> _DESCRIPTION OF THE TASK_
Take the material below and write it all out again exactly.

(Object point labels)

++++++

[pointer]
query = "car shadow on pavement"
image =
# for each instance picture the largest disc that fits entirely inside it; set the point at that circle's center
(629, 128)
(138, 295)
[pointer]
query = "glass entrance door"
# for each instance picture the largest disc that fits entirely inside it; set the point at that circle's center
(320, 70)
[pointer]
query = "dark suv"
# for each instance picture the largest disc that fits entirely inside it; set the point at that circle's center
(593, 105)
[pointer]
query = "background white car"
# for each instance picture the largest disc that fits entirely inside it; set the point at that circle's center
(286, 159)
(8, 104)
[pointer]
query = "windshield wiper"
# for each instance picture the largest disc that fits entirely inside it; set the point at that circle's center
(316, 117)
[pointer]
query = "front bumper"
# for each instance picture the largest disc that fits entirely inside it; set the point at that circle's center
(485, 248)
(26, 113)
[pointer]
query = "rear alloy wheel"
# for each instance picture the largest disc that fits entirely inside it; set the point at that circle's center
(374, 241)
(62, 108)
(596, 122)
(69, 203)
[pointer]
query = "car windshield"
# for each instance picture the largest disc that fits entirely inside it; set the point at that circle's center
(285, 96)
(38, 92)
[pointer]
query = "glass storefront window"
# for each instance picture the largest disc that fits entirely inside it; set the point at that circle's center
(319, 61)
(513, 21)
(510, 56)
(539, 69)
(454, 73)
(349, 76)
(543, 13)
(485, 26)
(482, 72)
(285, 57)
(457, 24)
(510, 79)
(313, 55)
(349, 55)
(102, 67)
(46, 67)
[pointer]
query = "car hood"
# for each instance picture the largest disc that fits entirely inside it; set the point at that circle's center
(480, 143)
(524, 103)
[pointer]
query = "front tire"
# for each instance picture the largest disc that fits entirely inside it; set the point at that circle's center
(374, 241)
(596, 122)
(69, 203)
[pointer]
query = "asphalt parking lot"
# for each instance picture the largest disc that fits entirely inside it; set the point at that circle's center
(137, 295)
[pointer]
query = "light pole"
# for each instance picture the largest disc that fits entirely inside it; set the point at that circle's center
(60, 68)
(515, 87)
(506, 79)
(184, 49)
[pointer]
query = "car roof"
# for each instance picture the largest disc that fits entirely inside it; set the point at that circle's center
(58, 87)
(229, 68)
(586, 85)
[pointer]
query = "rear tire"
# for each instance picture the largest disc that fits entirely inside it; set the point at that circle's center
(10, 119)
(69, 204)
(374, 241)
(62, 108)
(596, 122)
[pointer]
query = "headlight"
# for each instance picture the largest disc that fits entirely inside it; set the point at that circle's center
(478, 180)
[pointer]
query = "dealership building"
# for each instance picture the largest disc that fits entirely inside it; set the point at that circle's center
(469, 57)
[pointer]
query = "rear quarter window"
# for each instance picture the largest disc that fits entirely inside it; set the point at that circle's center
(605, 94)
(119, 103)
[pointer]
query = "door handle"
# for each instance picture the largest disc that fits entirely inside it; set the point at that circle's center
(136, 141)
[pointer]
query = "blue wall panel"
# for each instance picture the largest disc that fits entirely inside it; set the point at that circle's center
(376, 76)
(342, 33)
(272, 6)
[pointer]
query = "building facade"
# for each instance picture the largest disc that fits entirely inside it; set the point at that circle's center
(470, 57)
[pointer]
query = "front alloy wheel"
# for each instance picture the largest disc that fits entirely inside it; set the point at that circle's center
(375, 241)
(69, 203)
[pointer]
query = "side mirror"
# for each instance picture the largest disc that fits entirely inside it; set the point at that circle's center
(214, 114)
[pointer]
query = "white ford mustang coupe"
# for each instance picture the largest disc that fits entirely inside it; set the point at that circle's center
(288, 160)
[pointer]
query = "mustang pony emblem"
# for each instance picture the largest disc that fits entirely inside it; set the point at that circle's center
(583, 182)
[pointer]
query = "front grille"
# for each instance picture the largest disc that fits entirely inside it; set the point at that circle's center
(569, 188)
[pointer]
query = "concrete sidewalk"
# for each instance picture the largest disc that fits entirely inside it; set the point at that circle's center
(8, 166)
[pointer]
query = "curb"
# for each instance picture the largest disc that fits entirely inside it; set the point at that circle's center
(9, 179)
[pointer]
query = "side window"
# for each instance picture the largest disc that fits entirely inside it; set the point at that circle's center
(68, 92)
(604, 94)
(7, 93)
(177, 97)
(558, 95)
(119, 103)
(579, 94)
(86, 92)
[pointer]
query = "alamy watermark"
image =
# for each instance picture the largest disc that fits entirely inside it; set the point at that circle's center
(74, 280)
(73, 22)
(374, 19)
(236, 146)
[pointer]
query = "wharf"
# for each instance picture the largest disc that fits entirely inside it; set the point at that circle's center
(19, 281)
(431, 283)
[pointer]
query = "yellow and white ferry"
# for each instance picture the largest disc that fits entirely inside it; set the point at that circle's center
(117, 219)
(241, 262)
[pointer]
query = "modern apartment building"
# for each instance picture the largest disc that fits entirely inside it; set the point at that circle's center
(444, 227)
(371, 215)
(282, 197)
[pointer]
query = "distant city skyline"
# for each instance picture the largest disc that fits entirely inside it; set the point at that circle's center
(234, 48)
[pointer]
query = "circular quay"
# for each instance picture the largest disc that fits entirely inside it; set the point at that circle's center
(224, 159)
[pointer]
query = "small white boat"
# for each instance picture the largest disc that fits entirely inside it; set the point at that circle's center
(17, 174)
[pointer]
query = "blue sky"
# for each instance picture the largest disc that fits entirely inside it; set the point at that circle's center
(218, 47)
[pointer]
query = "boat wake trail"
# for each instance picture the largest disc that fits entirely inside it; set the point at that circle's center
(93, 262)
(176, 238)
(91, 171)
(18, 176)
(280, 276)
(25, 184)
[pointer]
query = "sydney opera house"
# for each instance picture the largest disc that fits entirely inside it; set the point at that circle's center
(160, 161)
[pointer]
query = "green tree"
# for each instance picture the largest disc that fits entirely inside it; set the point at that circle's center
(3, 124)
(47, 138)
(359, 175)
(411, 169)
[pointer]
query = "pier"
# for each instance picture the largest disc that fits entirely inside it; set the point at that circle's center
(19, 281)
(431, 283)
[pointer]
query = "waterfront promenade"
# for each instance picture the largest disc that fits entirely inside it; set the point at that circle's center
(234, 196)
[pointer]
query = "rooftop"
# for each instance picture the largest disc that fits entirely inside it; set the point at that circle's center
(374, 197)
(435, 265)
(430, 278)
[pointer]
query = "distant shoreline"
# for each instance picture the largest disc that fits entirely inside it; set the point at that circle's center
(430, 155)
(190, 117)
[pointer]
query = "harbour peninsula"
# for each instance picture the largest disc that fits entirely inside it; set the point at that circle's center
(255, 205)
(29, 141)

++++++

> _ANSWER TO THIS TASK_
[pointer]
query = "car shadow on pavement"
image =
# for each instance picture the largest disc that fits entirely inside it; set the point at that circle's center
(629, 128)
(138, 295)
[pointer]
query = "glass entrance door"
# for each instance picture the largest disc that fits entirely inside it; set the point at that circle's center
(320, 70)
[pointer]
query = "dark suv"
# for each instance picture the largest disc that fits entirely inside it; set the point at that circle's center
(593, 105)
[pointer]
query = "background white car"
# for each instance picture the largest disc that fits entirely inside it; set the point at that circle's center
(286, 159)
(8, 104)
[pointer]
query = "windshield wiper"
# for each instance picture the largest disc that fits entirely inside it; set the point at that circle's center
(316, 117)
[pointer]
query = "front bumper"
# for each instance picture the largest disc that fits entirely inside it; set the point at that circle's center
(485, 248)
(26, 113)
[pointer]
query = "rear alloy wheel"
# for each instance picture the largest disc that fits entirely inside it; set the point at that circle's center
(374, 241)
(62, 108)
(596, 122)
(69, 203)
[pointer]
query = "car windshield"
# for each instance picture the largest disc that fits entirely inside it; set the point at that circle's center
(285, 96)
(38, 92)
[pointer]
query = "glass storefront window"
# for each instance picture the largest disc that fits entirely inside it; set the point at that circle's center
(319, 61)
(513, 21)
(510, 56)
(539, 69)
(454, 73)
(349, 76)
(543, 13)
(485, 26)
(482, 72)
(285, 57)
(457, 24)
(510, 79)
(313, 55)
(349, 55)
(102, 67)
(46, 67)
[pointer]
query = "car hood"
# for each instance picture the largest disc that fits entirely inside it; set the point at that circle's center
(480, 143)
(524, 103)
[pointer]
query = "front tire"
# for each instance picture the largest disc that fits entirely inside it; set the point at that circle's center
(374, 241)
(596, 122)
(69, 203)
[pointer]
query = "asphalt parking lot"
# for each instance picture the largest disc that fits entirely inside it; set the point at that circle's center
(137, 295)
[pointer]
query = "light pole"
# for each instance picture the largest disc that fits entirely inside it; set the point at that circle's center
(60, 68)
(515, 87)
(506, 79)
(184, 49)
[pointer]
query = "car roof"
# for each instance picture the largest disc that fits entirely inside it; set the point at that circle's center
(58, 87)
(229, 68)
(586, 85)
[pointer]
query = "rear tire"
# for each instance picture the largest disc that fits entirely inside it; set the point at that circle's center
(10, 119)
(69, 204)
(374, 241)
(62, 108)
(596, 122)
[pointer]
query = "headlight"
# for each instance picture the largest disc that fits entirely inside it; set the point at that circle's center
(478, 180)
[pointer]
query = "dealership building"
# for each instance picture the largest disc that fits entirely inside it; set the point at that circle's center
(469, 57)
[pointer]
query = "rear quarter window"
# for each instance picture the largest disc that fits entirely inside it; set the point at that circle's center
(605, 94)
(119, 103)
[pointer]
query = "door handle"
# for each instance picture the largest disc that fits entirely inside it; set the point at that circle's center
(136, 141)
[pointer]
query = "blue wall panel"
# for each instance picture the largest disc that fits entirely inside it; set the point at that circle's center
(376, 76)
(342, 33)
(272, 6)
[pointer]
query = "building facade"
# for each instance picture the largest disc that fits entirely inside it; set the point at that circle's center
(470, 57)
[pointer]
query = "front alloy wheel"
# for each instance picture the largest disc that fits entirely inside it; set the point at that circle's center
(375, 241)
(69, 203)
[pointer]
query = "side mirror"
# for each instance picture the largest disc that fits entirely inside it; set the point at that circle's center
(214, 114)
[pointer]
query = "white ford mustang coupe"
# for each instance picture the largest disc that fits entirely inside it; set the point at that circle's center
(288, 160)
[pointer]
query = "mustang pony emblem"
# for each instance picture the largest disc that fits entirely inside it; set the point at that circle's center
(583, 182)
[pointer]
query = "front grille"
# for each instance picture the largest disc that fits entirely inside it; set the point at that circle's center
(569, 188)
[pointer]
query = "concrete sidewalk"
# for each instance picture the largest disc that fits entirely inside it; set the point at that circle's center
(8, 166)
[pointer]
query = "curb"
# for each instance picture the largest disc that fits entirely inside it; set the point at that circle's center
(9, 179)
[pointer]
query = "side window"
# for each instance picture the largest disc that fits entirely inside it; set the point at that circle's center
(68, 92)
(604, 94)
(7, 93)
(177, 97)
(558, 95)
(119, 103)
(579, 94)
(86, 92)
[pointer]
query = "alamy watermark"
image =
# for each instance picture the largest disc that fits entirely inside it; set the point at that circle's center
(74, 280)
(73, 22)
(374, 19)
(236, 146)
[pointer]
query = "wharf"
# for each instance picture the largest disc that fits entirely inside it; set the point at that circle's center
(19, 281)
(431, 283)
[pointer]
query = "yellow and white ferry"
# for each instance picture the largest disc that fits entirely inside it; set the point at that circle's center
(117, 219)
(241, 262)
[pointer]
query = "modern apartment building"
# for each instance picture the largest disc that fits entirely inside it; set the point at that circle's center
(444, 227)
(371, 215)
(282, 197)
[pointer]
query = "distant city skyline"
# for each instance picture the largest disc that fits entirely inside it; set the point at that circle's center
(234, 48)
[pointer]
query = "circular quay"
# for each instance picture the largest disc that fits entirely inside it; set the point at that circle's center
(224, 159)
[pointer]
query = "small white boat"
# for each instance picture the largest disc that fits entirely inside it; set the point at that circle's center
(17, 174)
[pointer]
query = "blue sky"
# for each instance picture the largest disc that fits entirely inside it; set the point at that circle's center
(218, 47)
[pointer]
query = "boat wake trail"
# for each instance picture the largest disc that fits entirely inside it; set the point at that circle's center
(93, 262)
(176, 238)
(91, 171)
(18, 176)
(280, 276)
(25, 184)
[pointer]
query = "sydney opera house"
# for each instance picture the largest disc that fits entirely inside it; set the point at that circle's center
(160, 161)
[pointer]
query = "green tree"
# for each instance picture the largest disc that fits entirely inside it; set the point at that circle's center
(3, 124)
(47, 138)
(359, 175)
(411, 169)
[pointer]
query = "pier"
# for each instance picture the largest disc that fits entirely inside it; set the point at that circle's center
(19, 281)
(431, 283)
[pointer]
query = "waterfront promenade"
# for each instance picture the largest disc that fits entirely inside it; set the point at that circle's center
(234, 196)
[pointer]
query = "rooftop"
# for each instance picture the largest disc that fits entirely inside it; set the point at that circle's center
(374, 197)
(435, 265)
(430, 278)
[pointer]
query = "distant shoreline"
# for each instance picture the largest disc that fits entirely inside it; set the point at that circle's center
(430, 155)
(190, 117)
[pointer]
query = "harbour peninsula"
# for each instance picture the largest disc that fits entirely inside it; set the point at that circle's center
(255, 205)
(29, 141)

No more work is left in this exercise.